» **SHORT EXERCISE**: Would you quote the material below in full and unchanged?

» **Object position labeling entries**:

■ ■ ■ ■

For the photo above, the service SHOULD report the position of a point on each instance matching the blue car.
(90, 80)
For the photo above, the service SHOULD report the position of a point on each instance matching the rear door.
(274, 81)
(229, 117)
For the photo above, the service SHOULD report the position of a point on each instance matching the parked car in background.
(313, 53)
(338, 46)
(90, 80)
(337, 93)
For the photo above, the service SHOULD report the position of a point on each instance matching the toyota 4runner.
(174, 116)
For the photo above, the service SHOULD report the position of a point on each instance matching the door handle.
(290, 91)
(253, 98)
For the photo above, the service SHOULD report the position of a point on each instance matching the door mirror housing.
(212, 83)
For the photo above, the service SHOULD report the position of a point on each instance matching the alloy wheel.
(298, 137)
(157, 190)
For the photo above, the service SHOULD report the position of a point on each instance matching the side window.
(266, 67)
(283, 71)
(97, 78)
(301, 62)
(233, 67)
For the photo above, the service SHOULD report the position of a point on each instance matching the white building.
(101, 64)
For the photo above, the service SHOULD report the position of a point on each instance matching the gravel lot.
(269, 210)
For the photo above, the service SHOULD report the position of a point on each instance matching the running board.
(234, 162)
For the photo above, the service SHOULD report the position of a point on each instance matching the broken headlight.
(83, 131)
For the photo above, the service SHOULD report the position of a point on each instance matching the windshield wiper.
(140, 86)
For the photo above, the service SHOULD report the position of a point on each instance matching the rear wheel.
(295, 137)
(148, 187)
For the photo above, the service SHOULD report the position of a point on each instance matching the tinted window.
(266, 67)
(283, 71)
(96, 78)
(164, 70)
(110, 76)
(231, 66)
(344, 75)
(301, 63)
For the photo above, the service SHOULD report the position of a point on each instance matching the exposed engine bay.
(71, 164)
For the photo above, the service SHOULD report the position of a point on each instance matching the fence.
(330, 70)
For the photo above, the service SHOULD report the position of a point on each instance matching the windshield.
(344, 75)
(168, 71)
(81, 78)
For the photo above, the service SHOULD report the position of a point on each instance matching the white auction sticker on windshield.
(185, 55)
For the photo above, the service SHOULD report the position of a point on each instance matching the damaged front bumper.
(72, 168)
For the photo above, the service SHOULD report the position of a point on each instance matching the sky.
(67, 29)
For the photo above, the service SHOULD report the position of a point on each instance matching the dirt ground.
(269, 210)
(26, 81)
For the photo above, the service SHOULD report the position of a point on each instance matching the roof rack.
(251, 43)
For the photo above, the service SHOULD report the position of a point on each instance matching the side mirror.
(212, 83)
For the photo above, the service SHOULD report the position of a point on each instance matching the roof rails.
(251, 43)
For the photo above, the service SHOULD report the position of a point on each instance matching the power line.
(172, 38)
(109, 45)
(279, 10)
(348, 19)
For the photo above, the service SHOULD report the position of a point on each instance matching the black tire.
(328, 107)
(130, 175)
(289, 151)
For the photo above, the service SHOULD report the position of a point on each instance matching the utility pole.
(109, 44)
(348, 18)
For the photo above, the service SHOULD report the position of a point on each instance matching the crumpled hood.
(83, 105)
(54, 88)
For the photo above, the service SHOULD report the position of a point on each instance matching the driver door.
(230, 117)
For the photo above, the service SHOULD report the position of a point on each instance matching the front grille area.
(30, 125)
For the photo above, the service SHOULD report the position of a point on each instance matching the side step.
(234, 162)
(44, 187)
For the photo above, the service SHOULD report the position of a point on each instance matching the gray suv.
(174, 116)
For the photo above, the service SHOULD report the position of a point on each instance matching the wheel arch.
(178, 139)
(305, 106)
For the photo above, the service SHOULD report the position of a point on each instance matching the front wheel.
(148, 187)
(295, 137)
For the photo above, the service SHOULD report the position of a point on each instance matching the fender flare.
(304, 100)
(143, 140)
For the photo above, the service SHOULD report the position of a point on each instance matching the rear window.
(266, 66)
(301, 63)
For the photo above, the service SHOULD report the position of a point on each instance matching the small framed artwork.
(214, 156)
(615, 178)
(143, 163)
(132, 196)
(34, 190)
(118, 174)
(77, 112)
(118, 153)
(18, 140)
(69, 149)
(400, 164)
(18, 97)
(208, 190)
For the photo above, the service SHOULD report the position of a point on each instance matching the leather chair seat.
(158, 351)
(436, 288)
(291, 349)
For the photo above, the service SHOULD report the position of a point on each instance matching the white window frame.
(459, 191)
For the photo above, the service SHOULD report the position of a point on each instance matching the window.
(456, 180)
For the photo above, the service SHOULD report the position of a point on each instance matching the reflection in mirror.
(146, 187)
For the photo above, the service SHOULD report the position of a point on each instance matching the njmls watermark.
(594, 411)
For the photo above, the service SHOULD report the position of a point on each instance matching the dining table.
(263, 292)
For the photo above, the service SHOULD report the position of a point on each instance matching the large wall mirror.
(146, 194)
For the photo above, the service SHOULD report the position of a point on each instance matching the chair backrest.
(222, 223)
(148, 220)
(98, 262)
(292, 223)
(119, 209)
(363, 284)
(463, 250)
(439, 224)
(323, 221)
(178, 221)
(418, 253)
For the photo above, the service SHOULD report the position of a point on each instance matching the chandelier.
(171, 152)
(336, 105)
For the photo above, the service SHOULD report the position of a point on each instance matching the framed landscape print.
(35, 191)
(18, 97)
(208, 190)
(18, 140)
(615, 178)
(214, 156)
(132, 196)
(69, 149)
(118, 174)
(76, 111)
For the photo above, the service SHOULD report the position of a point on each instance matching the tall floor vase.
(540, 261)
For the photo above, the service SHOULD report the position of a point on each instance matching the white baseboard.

■ ■ ■ ■

» **EXERCISE RESPONSE**:
For the photo above, the service SHOULD report the position of a point on each instance matching the blue car.
(90, 80)
For the photo above, the service SHOULD report the position of a point on each instance matching the rear door.
(274, 81)
(229, 117)
For the photo above, the service SHOULD report the position of a point on each instance matching the parked car in background.
(313, 53)
(338, 46)
(90, 80)
(337, 93)
For the photo above, the service SHOULD report the position of a point on each instance matching the toyota 4runner.
(174, 116)
For the photo above, the service SHOULD report the position of a point on each instance matching the door handle.
(290, 91)
(253, 98)
For the photo above, the service SHOULD report the position of a point on each instance matching the door mirror housing.
(212, 83)
For the photo above, the service SHOULD report the position of a point on each instance matching the alloy wheel.
(298, 137)
(157, 190)
For the photo above, the service SHOULD report the position of a point on each instance matching the side window.
(266, 67)
(283, 71)
(97, 78)
(301, 62)
(233, 67)
For the photo above, the service SHOULD report the position of a point on each instance matching the white building.
(101, 64)
For the photo above, the service SHOULD report the position of a point on each instance matching the gravel lot.
(269, 210)
For the photo above, the service SHOULD report the position of a point on each instance matching the running board.
(234, 162)
For the photo above, the service SHOULD report the position of a point on each instance matching the broken headlight.
(83, 131)
For the photo above, the service SHOULD report the position of a point on each instance matching the windshield wiper.
(140, 86)
For the photo above, the service SHOULD report the position of a point on each instance matching the rear wheel.
(295, 137)
(148, 187)
For the photo above, the service SHOULD report the position of a point on each instance matching the tinted window.
(266, 67)
(283, 71)
(96, 78)
(164, 70)
(110, 76)
(231, 66)
(344, 75)
(301, 63)
For the photo above, the service SHOULD report the position of a point on each instance matching the exposed engine bay.
(71, 164)
For the photo above, the service SHOULD report the position of a point on each instance matching the fence.
(330, 70)
For the photo above, the service SHOULD report the position of a point on each instance matching the windshield.
(344, 75)
(168, 71)
(81, 78)
For the photo above, the service SHOULD report the position of a point on each instance matching the white auction sticker on windshield.
(185, 55)
For the photo above, the service SHOULD report the position of a point on each instance matching the damaged front bumper.
(72, 168)
For the photo above, the service SHOULD report the position of a point on each instance matching the sky.
(67, 29)
For the photo above, the service SHOULD report the position of a point on each instance matching the dirt ground.
(269, 210)
(26, 81)
For the photo above, the service SHOULD report the position of a point on each instance matching the roof rack.
(251, 43)
For the photo above, the service SHOULD report the position of a point on each instance matching the side mirror.
(212, 83)
For the photo above, the service SHOULD report the position of a point on each instance matching the roof rails.
(251, 43)
For the photo above, the service SHOULD report the position of a point on each instance matching the power line.
(172, 38)
(109, 45)
(279, 10)
(348, 19)
For the photo above, the service SHOULD report the position of a point on each instance matching the black tire.
(328, 107)
(130, 175)
(289, 151)
For the photo above, the service SHOULD report the position of a point on each instance matching the utility pole.
(109, 44)
(348, 18)
For the photo above, the service SHOULD report the position of a point on each instance matching the crumpled hood.
(83, 105)
(54, 88)
For the photo above, the service SHOULD report the position of a point on each instance matching the driver door.
(230, 117)
For the photo above, the service SHOULD report the position of a point on each instance matching the front grille area.
(30, 125)
For the photo above, the service SHOULD report the position of a point on each instance matching the side step.
(234, 162)
(44, 187)
For the photo above, the service SHOULD report the position of a point on each instance matching the gray suv.
(174, 116)
For the photo above, the service SHOULD report the position of a point on each instance matching the wheel arch.
(178, 139)
(305, 106)
For the photo above, the service SHOULD report the position of a point on each instance matching the front wheel.
(148, 187)
(295, 137)
For the photo above, the service SHOULD report the position of a point on each instance matching the fender flare.
(304, 100)
(143, 140)
For the photo above, the service SHOULD report the position of a point on each instance matching the rear window.
(266, 66)
(301, 63)
For the photo above, the service SHOULD report the position of a point on each instance matching the small framed artwork.
(214, 156)
(615, 178)
(143, 163)
(132, 196)
(34, 190)
(118, 174)
(77, 112)
(118, 153)
(18, 140)
(69, 149)
(400, 164)
(18, 97)
(208, 190)
For the photo above, the service SHOULD report the position of a point on each instance matching the leather chair seat.
(158, 351)
(436, 288)
(291, 349)
For the photo above, the service SHOULD report the position of a point on each instance matching the white window frame.
(459, 191)
For the photo above, the service SHOULD report the position of a point on each instance matching the window.
(456, 180)
For the photo above, the service SHOULD report the position of a point on each instance matching the reflection in mirror.
(146, 187)
For the photo above, the service SHOULD report the position of a point on each instance matching the njmls watermark.
(594, 411)
For the photo above, the service SHOULD report the position of a point on each instance matching the dining table.
(263, 292)
For the photo above, the service SHOULD report the position of a point on each instance matching the large wall mirror.
(146, 194)
For the photo above, the service SHOULD report the position of a point on each instance matching the chair backrest.
(222, 223)
(148, 220)
(98, 262)
(292, 223)
(119, 209)
(363, 284)
(463, 250)
(439, 224)
(323, 221)
(178, 221)
(418, 253)
For the photo above, the service SHOULD report the position of a point on each instance matching the chandelier.
(171, 152)
(336, 105)
For the photo above, the service SHOULD report the position of a point on each instance matching the framed landscape print.
(35, 191)
(18, 97)
(208, 190)
(18, 140)
(615, 178)
(214, 156)
(132, 196)
(69, 149)
(118, 174)
(76, 111)
For the photo above, the service SHOULD report the position of a point on each instance matching the tall floor vase.
(540, 261)
For the photo above, the service SHOULD report the position of a point on each instance matching the white baseboard.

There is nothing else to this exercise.